Records from a data source:
◇ ◇ ◇
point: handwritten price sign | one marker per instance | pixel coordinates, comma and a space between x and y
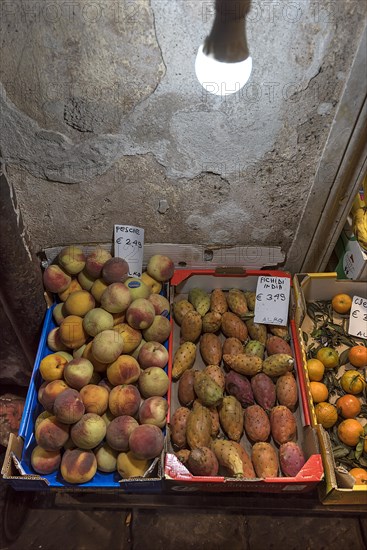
272, 300
358, 318
129, 244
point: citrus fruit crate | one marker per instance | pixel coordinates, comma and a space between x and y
177, 476
313, 294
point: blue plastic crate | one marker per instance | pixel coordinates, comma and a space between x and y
101, 481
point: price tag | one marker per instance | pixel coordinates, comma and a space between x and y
272, 300
358, 318
129, 245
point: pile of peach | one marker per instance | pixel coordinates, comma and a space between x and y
104, 384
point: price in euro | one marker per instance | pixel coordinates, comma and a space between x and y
129, 242
271, 297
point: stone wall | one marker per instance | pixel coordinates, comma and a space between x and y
103, 120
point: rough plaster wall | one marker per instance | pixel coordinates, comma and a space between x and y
103, 116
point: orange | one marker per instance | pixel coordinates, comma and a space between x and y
350, 431
329, 357
319, 392
358, 356
326, 414
360, 476
315, 370
348, 406
341, 303
352, 382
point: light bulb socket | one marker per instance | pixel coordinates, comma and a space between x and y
227, 41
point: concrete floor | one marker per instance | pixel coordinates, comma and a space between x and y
211, 522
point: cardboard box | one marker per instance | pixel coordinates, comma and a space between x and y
337, 487
17, 468
177, 477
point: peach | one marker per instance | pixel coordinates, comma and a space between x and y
65, 354
73, 287
106, 458
154, 411
140, 314
160, 303
59, 313
50, 392
89, 431
146, 442
69, 444
161, 268
69, 407
51, 434
116, 298
72, 333
130, 336
153, 381
96, 378
118, 318
54, 342
136, 351
105, 383
85, 280
97, 320
138, 289
78, 373
98, 288
124, 400
98, 366
78, 466
52, 367
79, 303
119, 431
96, 260
115, 270
159, 330
45, 462
95, 398
155, 286
107, 417
153, 354
78, 352
55, 279
125, 370
72, 259
40, 417
107, 346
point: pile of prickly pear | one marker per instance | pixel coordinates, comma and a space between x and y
236, 388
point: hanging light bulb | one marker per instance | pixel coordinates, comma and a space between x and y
223, 64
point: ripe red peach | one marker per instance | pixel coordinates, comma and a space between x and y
119, 431
55, 279
125, 370
124, 400
68, 407
160, 267
96, 260
115, 270
45, 462
78, 466
95, 398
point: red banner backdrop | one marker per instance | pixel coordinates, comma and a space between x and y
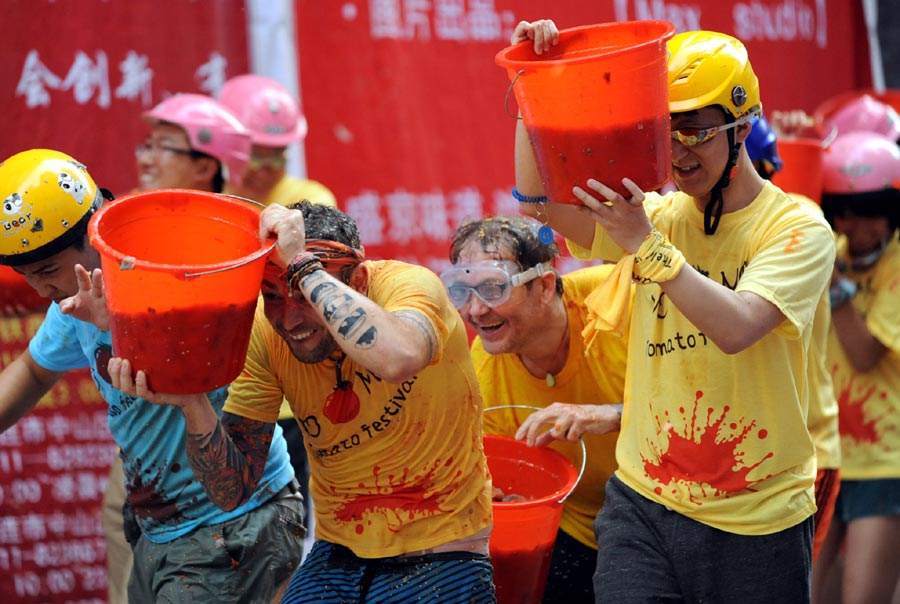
406, 105
53, 471
76, 76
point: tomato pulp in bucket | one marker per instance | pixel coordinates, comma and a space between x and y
596, 106
524, 531
182, 271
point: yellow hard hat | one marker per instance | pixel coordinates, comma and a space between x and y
48, 198
708, 68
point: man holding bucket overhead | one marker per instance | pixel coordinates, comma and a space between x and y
188, 549
713, 498
529, 355
374, 361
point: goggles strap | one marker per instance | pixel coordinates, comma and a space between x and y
525, 276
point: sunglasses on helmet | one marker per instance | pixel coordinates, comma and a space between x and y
691, 137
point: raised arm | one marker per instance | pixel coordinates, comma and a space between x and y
395, 345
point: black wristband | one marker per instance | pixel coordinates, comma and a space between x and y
300, 266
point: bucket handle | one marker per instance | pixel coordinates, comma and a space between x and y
506, 100
251, 258
581, 440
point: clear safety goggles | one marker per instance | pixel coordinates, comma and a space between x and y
691, 137
491, 282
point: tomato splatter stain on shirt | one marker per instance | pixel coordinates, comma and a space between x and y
402, 498
706, 456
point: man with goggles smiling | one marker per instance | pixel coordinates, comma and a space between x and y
713, 497
528, 350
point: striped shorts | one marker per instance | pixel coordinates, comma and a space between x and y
332, 574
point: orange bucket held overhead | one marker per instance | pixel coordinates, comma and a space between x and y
596, 105
182, 271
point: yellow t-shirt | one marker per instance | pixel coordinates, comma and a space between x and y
404, 471
870, 402
823, 409
723, 438
595, 379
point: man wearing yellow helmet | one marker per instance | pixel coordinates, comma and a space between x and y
186, 545
713, 499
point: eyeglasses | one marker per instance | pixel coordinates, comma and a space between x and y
154, 147
491, 282
691, 137
276, 162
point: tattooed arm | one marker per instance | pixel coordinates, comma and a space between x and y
228, 456
229, 460
395, 346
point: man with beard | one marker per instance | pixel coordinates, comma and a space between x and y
373, 359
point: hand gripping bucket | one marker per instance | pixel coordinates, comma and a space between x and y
525, 531
182, 271
596, 105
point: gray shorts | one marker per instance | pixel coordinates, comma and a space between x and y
244, 560
866, 498
648, 553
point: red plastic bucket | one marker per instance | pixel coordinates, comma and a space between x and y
803, 162
182, 271
524, 531
596, 105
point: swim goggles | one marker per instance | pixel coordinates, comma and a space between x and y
491, 282
691, 137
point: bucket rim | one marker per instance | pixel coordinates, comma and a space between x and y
557, 497
184, 271
667, 30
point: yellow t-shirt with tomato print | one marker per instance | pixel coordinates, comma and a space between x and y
398, 467
722, 438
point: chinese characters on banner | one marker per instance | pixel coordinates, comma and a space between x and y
76, 76
53, 470
408, 123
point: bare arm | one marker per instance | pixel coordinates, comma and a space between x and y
22, 384
568, 219
567, 421
228, 456
863, 350
732, 320
393, 345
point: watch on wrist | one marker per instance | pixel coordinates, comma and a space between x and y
300, 266
841, 292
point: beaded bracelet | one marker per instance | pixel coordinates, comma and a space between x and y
526, 199
302, 265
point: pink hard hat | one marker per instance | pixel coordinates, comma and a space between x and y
860, 111
861, 162
211, 128
266, 108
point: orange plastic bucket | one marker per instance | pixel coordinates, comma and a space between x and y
596, 105
15, 291
182, 271
803, 164
524, 531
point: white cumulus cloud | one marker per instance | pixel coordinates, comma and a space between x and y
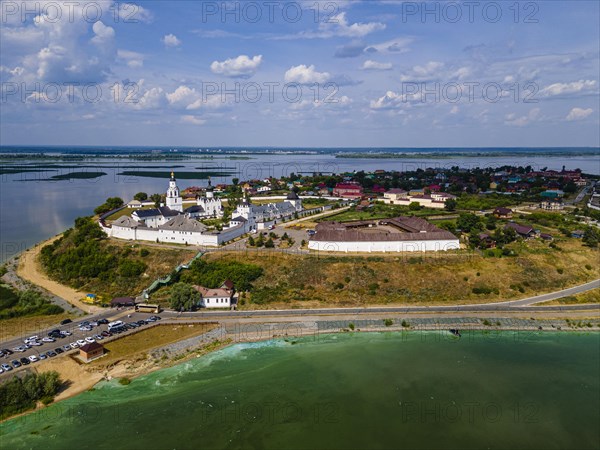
568, 88
305, 75
170, 40
374, 65
242, 66
192, 120
579, 114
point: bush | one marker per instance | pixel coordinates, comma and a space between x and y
21, 394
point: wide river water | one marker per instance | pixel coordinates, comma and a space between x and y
33, 207
409, 390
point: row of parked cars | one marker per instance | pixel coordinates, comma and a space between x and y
35, 341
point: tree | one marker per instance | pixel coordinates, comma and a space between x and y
156, 198
591, 237
467, 222
450, 204
184, 297
110, 204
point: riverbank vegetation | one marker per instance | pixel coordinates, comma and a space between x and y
21, 394
84, 258
14, 303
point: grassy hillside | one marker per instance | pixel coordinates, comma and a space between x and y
311, 281
84, 258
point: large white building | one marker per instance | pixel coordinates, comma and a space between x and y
402, 197
170, 223
260, 217
399, 234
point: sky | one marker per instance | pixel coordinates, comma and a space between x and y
300, 74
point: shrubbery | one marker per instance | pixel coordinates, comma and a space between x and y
24, 303
211, 274
80, 256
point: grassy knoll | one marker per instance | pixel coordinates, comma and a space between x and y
135, 346
592, 296
85, 259
358, 280
28, 325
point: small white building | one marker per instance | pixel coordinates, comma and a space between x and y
222, 297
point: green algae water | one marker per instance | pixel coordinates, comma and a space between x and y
346, 391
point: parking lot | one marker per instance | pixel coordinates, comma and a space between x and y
19, 353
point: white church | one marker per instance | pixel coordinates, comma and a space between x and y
171, 223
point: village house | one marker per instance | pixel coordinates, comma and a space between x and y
89, 352
221, 297
525, 231
348, 189
503, 213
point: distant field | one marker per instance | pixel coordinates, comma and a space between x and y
136, 345
180, 175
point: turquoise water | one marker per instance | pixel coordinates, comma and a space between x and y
346, 391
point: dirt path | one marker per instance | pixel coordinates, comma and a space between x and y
29, 269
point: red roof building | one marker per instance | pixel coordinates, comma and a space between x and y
348, 190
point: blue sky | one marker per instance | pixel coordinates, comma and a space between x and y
306, 73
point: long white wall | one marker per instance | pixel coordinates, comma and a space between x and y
385, 246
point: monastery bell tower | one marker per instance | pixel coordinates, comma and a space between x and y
174, 201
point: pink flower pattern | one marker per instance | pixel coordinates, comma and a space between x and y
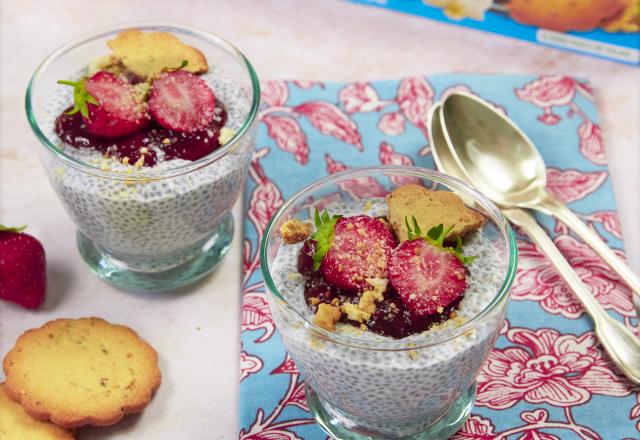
◇ ◇ ◇
• _Written exercise_: Show every line of the items above that contains the string "crate".

• _Final result_:
point: citrus fruit crate | one marker per instance | pixel coordinates, comma and a space between x and y
point: blue plastic crate | one marker per instance | pixel coordinates, comma and a space between x and y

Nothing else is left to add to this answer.